## RECORDS TO PROCESS:

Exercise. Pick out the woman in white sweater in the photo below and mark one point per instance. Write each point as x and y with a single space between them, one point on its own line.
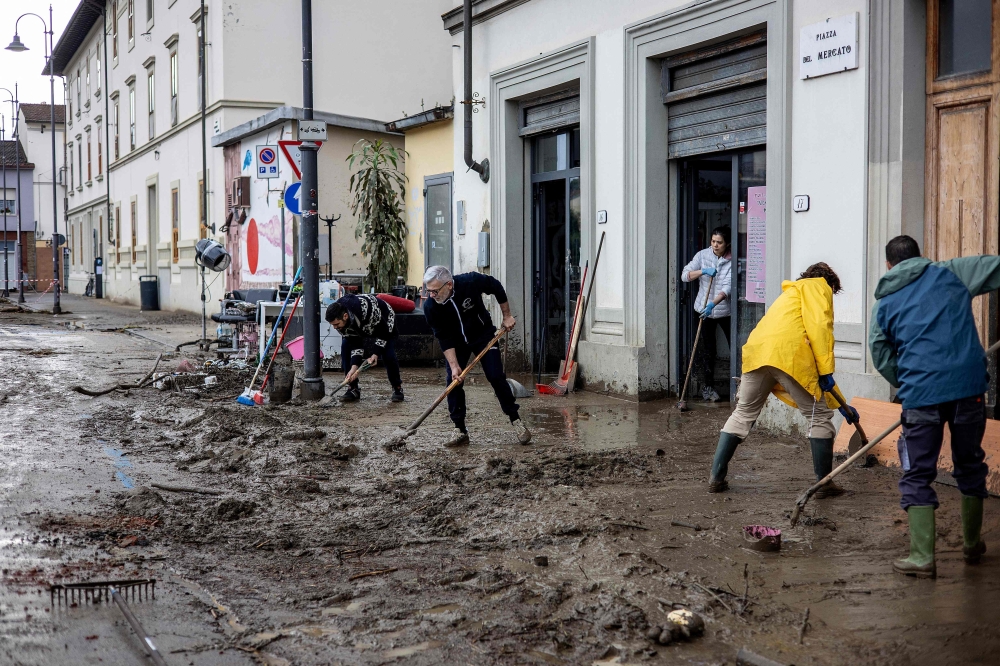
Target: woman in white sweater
713 264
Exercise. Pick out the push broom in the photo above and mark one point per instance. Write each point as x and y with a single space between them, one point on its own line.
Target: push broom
561 386
246 398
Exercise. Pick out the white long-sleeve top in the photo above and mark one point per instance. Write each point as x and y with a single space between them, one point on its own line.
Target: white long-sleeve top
722 284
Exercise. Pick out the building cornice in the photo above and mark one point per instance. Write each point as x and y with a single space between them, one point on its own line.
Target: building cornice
181 126
482 10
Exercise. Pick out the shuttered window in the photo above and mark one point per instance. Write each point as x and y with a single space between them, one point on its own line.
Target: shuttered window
550 113
716 97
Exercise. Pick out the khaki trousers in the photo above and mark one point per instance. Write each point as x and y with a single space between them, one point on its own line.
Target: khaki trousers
754 389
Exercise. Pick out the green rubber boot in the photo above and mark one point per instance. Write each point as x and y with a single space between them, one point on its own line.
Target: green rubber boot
920 563
972 524
822 465
724 452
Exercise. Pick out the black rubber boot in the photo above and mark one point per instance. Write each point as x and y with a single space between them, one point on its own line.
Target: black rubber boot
822 465
724 452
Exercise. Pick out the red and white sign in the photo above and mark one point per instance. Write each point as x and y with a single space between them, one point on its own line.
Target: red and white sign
294 155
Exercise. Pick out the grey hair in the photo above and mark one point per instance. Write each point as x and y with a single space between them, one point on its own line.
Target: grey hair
439 273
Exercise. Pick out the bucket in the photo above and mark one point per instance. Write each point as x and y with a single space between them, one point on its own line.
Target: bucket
297 348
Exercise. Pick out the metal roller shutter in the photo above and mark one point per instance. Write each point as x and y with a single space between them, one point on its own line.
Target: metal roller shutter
548 113
716 97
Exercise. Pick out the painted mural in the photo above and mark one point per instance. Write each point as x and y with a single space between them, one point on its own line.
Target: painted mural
261 238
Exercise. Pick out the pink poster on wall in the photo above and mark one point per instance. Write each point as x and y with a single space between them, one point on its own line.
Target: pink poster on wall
756 279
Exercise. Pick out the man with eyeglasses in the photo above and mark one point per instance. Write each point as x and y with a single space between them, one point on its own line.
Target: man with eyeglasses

## YOUR OBJECTIVE:
For this task, copy every line of the material in which "eyeglasses" appears.

## EXERCISE RESULT:
Exercise. Pick out the man with eyeglasses in the photo above and mark one point per instance. Write each point as x and y with a single space between them, one point on its own line.
Target: man with eyeglasses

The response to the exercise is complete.